━━━━━ ENTRIES PROVIDED
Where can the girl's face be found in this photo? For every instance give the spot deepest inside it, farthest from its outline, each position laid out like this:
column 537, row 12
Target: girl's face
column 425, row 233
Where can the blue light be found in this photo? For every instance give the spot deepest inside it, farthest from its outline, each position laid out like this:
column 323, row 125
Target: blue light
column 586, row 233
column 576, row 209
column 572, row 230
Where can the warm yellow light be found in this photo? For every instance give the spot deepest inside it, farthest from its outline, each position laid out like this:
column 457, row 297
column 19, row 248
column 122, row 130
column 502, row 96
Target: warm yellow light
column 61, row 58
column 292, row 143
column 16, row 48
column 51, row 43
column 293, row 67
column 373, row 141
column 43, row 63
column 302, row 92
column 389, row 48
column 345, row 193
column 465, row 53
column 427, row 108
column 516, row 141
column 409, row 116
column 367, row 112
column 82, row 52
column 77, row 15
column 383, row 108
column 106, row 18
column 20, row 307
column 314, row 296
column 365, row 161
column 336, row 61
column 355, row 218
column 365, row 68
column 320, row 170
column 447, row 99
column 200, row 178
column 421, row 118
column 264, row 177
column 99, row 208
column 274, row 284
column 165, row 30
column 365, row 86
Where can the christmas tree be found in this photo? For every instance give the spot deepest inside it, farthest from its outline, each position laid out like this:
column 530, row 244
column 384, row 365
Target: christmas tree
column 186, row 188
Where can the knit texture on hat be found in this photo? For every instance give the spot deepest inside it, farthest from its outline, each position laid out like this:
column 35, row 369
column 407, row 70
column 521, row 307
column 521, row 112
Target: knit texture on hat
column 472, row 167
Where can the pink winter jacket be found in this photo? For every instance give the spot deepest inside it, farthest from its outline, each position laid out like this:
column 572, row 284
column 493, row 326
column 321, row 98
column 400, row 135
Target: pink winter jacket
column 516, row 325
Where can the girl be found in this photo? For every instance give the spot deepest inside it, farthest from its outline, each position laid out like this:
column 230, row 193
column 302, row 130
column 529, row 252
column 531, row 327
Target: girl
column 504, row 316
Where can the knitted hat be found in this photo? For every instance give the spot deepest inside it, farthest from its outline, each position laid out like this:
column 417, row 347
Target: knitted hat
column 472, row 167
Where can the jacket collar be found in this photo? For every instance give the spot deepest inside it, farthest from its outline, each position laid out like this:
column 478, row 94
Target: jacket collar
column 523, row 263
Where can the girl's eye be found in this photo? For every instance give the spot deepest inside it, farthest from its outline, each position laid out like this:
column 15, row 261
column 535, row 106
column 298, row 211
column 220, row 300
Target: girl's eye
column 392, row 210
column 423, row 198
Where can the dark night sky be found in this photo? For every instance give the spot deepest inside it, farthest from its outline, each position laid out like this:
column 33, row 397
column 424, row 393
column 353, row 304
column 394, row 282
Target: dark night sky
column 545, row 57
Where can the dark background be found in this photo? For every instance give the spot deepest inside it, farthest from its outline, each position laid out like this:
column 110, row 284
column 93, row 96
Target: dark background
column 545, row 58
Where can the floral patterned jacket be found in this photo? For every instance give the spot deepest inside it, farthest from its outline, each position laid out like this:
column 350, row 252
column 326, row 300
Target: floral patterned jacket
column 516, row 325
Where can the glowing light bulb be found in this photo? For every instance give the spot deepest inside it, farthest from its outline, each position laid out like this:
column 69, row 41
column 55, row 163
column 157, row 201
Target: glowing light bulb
━━━━━━━━━━
- SHORT TASK
Copy out all of the data above, swapping every "outline" for "edge" and keeping everything else the same.

- FINISHED EXERCISE
Where can the girl's face be found in this photo? For every instance give the spot deepest inside it, farthest from its edge, each position laid out like this:
column 537, row 12
Target: girl's face
column 425, row 233
Where can the blue light be found in this photo? For every instance give the spot deepest inside it, farthest from its edge, each position laid out like this:
column 323, row 125
Target: blue light
column 586, row 233
column 576, row 209
column 572, row 230
Where can the warm yellow light be found in this photo? For every instance give the spot deepest inside it, farthest from its edge, each position laid out like this:
column 457, row 297
column 19, row 248
column 122, row 130
column 502, row 96
Target: warm yellow light
column 61, row 58
column 292, row 143
column 16, row 48
column 51, row 43
column 293, row 67
column 373, row 141
column 43, row 63
column 302, row 92
column 389, row 48
column 345, row 193
column 465, row 53
column 427, row 108
column 516, row 141
column 409, row 116
column 367, row 112
column 82, row 52
column 77, row 15
column 383, row 108
column 106, row 18
column 20, row 307
column 314, row 296
column 365, row 161
column 336, row 61
column 355, row 218
column 365, row 68
column 320, row 170
column 447, row 99
column 200, row 178
column 421, row 118
column 264, row 177
column 99, row 208
column 274, row 284
column 165, row 30
column 365, row 86
Where can the christmas tree be found in this photo? For every instance give the spot deepest inside it, farthest from its edge, each position laid out like this:
column 530, row 244
column 384, row 365
Target: christmas tree
column 186, row 188
Where can the knit texture on hat be found in this photo? For every instance give the spot deepest inside it, farthest from its edge, each position laid out like this:
column 35, row 369
column 407, row 70
column 521, row 307
column 521, row 112
Target: knit texture on hat
column 472, row 167
Where can the pink winter jacket be found in this photo? For every instance give the spot deepest inside it, farthest from its edge, each position laid out like this:
column 572, row 284
column 493, row 326
column 321, row 98
column 400, row 135
Target: pink winter jacket
column 516, row 325
Where can the girl be found in this photo? For every instance give the spot deepest inside it, farthest from its edge, each position laid out like this:
column 230, row 193
column 302, row 130
column 529, row 252
column 531, row 327
Target: girl
column 504, row 316
Where can the knitted hat be found in this photo? For every instance give the spot deepest inside it, farthest from its edge, each position laid out like this:
column 417, row 347
Target: knitted hat
column 472, row 167
Where can the jacket collar be found in this photo? For every instance give the spot deepest inside it, farthest from its edge, each position laid out like this:
column 478, row 94
Target: jacket collar
column 523, row 263
Where can the girl's eye be found in this photo? For every instance give the spot deepest inside it, farthest from its edge, each position laid out like this:
column 15, row 261
column 535, row 106
column 298, row 211
column 220, row 300
Target: girl's eye
column 392, row 210
column 423, row 198
Where can the dark night sky be found in this photo? For every instance give the spot deepest inside it, farthest from its edge, each position laid out like this:
column 33, row 397
column 424, row 393
column 353, row 304
column 394, row 282
Target: dark night sky
column 545, row 57
Where can the dark background be found in this photo? For every instance give the spot deepest inside it, farthest from its edge, each position laid out like this:
column 110, row 284
column 93, row 96
Target: dark background
column 545, row 58
Where can the floral patterned jacket be found in this photo? For every instance give the spot deepest inside it, farthest from its edge, each position laid out like this:
column 350, row 252
column 326, row 300
Target: floral patterned jacket
column 516, row 325
Where can the glowing light bulb be found in this photo? For every instance give the spot deepest inside it, farthest from its edge, each position laid out like this:
column 69, row 41
column 55, row 163
column 157, row 201
Target: glowing light bulb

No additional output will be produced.